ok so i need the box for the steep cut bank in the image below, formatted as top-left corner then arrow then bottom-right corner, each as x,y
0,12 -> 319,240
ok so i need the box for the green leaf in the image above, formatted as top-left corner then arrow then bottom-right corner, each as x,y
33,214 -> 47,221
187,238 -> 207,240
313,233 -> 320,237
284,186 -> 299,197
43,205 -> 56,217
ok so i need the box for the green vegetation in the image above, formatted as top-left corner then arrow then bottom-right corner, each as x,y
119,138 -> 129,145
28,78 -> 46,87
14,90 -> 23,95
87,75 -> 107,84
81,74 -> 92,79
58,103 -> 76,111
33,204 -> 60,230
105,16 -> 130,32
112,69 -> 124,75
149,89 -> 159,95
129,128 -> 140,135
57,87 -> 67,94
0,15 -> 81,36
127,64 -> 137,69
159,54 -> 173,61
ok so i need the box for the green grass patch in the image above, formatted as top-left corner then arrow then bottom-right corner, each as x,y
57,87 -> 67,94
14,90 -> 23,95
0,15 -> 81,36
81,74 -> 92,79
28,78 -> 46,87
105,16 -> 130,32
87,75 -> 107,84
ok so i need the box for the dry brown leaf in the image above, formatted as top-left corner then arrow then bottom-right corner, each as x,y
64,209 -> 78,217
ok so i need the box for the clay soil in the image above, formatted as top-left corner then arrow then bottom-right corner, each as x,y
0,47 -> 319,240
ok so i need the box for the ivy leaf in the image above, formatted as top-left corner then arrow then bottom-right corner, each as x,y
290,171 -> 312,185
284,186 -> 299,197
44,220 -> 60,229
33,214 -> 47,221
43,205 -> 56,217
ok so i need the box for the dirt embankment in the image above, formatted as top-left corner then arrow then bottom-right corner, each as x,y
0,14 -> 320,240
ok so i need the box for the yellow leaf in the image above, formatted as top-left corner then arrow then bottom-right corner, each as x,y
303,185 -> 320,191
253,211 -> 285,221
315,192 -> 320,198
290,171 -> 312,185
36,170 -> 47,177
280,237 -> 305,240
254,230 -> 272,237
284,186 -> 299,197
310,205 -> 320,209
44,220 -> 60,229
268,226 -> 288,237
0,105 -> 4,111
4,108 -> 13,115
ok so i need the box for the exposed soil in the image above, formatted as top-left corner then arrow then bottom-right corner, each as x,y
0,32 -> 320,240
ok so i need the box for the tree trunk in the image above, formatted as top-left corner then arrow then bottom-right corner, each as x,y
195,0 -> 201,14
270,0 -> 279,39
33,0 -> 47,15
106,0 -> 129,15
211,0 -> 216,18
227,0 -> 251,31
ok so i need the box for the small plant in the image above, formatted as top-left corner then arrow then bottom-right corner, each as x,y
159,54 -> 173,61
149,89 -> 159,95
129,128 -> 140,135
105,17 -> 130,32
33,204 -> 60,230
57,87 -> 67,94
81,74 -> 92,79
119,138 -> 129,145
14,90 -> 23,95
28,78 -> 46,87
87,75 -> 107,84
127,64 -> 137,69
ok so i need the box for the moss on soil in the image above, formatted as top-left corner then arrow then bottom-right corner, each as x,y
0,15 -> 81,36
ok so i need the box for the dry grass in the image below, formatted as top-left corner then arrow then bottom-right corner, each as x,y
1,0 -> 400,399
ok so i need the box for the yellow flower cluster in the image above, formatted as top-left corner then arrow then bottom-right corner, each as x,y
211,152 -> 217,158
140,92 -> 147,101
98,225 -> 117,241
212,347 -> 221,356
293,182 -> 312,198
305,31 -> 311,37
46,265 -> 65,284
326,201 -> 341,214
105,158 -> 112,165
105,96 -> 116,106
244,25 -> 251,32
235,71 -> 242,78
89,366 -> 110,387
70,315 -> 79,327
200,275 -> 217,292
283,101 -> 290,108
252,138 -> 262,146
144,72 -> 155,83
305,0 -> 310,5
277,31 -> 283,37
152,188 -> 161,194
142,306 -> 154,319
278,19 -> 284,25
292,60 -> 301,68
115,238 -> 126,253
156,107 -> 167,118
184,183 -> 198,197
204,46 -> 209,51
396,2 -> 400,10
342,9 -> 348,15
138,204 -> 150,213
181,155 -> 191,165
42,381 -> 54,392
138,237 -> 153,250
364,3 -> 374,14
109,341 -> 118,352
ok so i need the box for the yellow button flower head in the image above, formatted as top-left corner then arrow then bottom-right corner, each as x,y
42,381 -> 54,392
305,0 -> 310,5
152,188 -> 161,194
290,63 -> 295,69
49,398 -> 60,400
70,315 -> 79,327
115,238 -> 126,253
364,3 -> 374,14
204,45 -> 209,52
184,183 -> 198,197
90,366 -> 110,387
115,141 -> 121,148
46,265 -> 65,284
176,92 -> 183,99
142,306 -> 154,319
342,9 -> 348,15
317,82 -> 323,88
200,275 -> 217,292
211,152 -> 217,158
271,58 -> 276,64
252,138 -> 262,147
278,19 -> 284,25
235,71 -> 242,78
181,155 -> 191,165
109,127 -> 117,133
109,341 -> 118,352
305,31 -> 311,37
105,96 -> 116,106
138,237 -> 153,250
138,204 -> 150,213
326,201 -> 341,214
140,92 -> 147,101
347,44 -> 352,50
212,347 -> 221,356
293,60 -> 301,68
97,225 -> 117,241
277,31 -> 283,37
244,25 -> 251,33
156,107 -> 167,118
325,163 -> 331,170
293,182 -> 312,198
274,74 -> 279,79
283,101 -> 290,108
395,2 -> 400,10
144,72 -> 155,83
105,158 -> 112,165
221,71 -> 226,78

What to do →
The expected result is every record above, duplicated exactly.

Answer box →
ok so i need the box for the steep cut bank in the image below, formatted as top-left corner then arrow then bottom-right corner, each as x,y
0,12 -> 319,240
ok so i need the box for the green leaf in the image above, formatted as top-left corner then arrow then bottom-right corner, each as x,y
33,214 -> 47,221
187,238 -> 207,240
313,233 -> 320,237
284,186 -> 299,197
43,205 -> 56,217
ok so i need the box for the green vegetation in the image above, formatted as top-left corner then arrow then bottom-right corner, each as x,y
119,138 -> 129,145
28,78 -> 46,87
14,90 -> 23,95
87,75 -> 107,84
81,74 -> 92,79
58,103 -> 76,111
33,204 -> 60,230
105,16 -> 130,32
112,69 -> 124,75
149,89 -> 159,95
129,128 -> 140,135
57,87 -> 67,94
0,15 -> 81,36
127,64 -> 137,69
159,54 -> 173,61
ok so i need the box for the green grass patch in the image above, formatted as top-left corner then arrow then bottom-right corner, each as x,y
57,87 -> 67,94
14,90 -> 23,95
0,15 -> 81,36
81,74 -> 92,79
28,78 -> 46,87
105,16 -> 130,32
87,75 -> 107,84
ok so i need the box for the dry brown leaf in the image above, formatted as top-left corner then arrow then bottom-right corner, each as x,y
64,209 -> 78,217
ok so i need the box for the clay soil in the image above, formatted as top-left corner then arrow then bottom-right corner, each as x,y
0,47 -> 319,240
ok so i need the box for the ivy leaf in the image above, formatted as top-left corner then arrow then bottom-right corner, each as x,y
290,171 -> 312,185
284,186 -> 299,197
44,220 -> 60,229
33,214 -> 47,221
43,205 -> 56,217
ok so i need the box for the dirt embankment in the image above, formatted as top-left corner then arrow then bottom-right corner, each as x,y
0,14 -> 320,240
ok so i need the box for the yellow leaf in the image above, formatted as top-left corner then arrow then bottom-right corner, each as x,y
303,185 -> 320,191
253,211 -> 285,221
315,192 -> 320,198
290,171 -> 312,185
36,170 -> 47,177
280,237 -> 305,240
254,230 -> 272,237
284,186 -> 299,197
310,205 -> 320,209
44,220 -> 60,229
268,226 -> 288,237
0,105 -> 4,111
4,108 -> 13,115
ok so i need the box for the exposed soil in the image above, formatted as top-left corner then arrow then bottom-right corner, each as x,y
0,32 -> 320,240
ok so i need the box for the tree trunk in the image above, formatted as top-left corner then arrow then bottom-right corner, each as x,y
195,0 -> 201,14
270,0 -> 279,39
33,0 -> 47,15
106,0 -> 129,15
211,0 -> 216,18
227,0 -> 251,31
ok so i need the box for the small plant in the image above, formatted as top-left corner then arrow then bottom-right corner, each as x,y
159,54 -> 173,61
149,89 -> 159,95
129,128 -> 140,135
105,17 -> 130,32
33,204 -> 60,230
57,87 -> 67,94
81,74 -> 92,79
119,138 -> 129,145
14,90 -> 23,95
28,78 -> 46,87
87,75 -> 107,84
127,64 -> 137,69
ok so i need the box for the moss on soil in the image above, formatted as top-left corner then arrow then bottom-right corner, each as x,y
0,15 -> 81,36
ok so i need the box for the dry grass in the image below, formatted as top-left corner then arrow then bottom-right corner, each as x,y
1,0 -> 400,399
ok so i need the box for the yellow flower cluster in the image above, formatted as top-left corner then arrow then bottom-right corner, each as x,y
211,152 -> 217,158
140,92 -> 147,101
98,225 -> 117,241
212,347 -> 221,356
293,182 -> 312,198
305,31 -> 311,37
46,265 -> 65,284
326,201 -> 341,214
105,158 -> 112,165
105,96 -> 116,106
244,25 -> 251,32
235,71 -> 242,78
89,366 -> 110,387
70,315 -> 79,327
200,275 -> 217,292
283,101 -> 290,108
252,138 -> 262,146
144,72 -> 155,83
305,0 -> 310,5
277,31 -> 283,37
152,188 -> 161,194
142,306 -> 154,319
278,19 -> 284,25
292,60 -> 301,68
115,238 -> 126,253
156,107 -> 167,118
184,183 -> 198,197
204,46 -> 209,51
396,2 -> 400,10
342,9 -> 348,15
138,204 -> 150,213
181,155 -> 191,165
42,381 -> 54,392
138,237 -> 153,250
364,3 -> 374,14
109,341 -> 118,352
ok so i need the box for the yellow button flower head in the image above, formatted as top-left corner then arrow then bottom-right corner, each as x,y
42,381 -> 54,392
305,0 -> 310,5
152,188 -> 161,194
290,63 -> 295,69
49,398 -> 60,400
70,315 -> 79,327
115,238 -> 126,253
364,3 -> 374,14
204,45 -> 209,52
184,183 -> 198,197
90,366 -> 110,387
115,141 -> 121,148
46,265 -> 65,284
176,92 -> 183,99
142,306 -> 154,319
342,9 -> 348,15
317,82 -> 323,88
200,275 -> 217,292
211,152 -> 217,158
271,58 -> 276,64
252,138 -> 262,147
278,19 -> 284,25
235,71 -> 242,78
181,155 -> 191,165
109,127 -> 117,133
109,341 -> 118,352
305,31 -> 311,37
105,96 -> 116,106
138,237 -> 153,250
138,204 -> 150,213
326,201 -> 341,214
140,92 -> 147,101
347,44 -> 352,50
212,347 -> 221,356
293,60 -> 301,68
97,225 -> 117,241
277,31 -> 283,37
244,25 -> 251,33
156,107 -> 167,118
325,163 -> 331,170
293,182 -> 312,198
274,74 -> 279,79
283,101 -> 290,108
395,2 -> 400,10
144,72 -> 155,83
105,158 -> 112,165
221,71 -> 226,78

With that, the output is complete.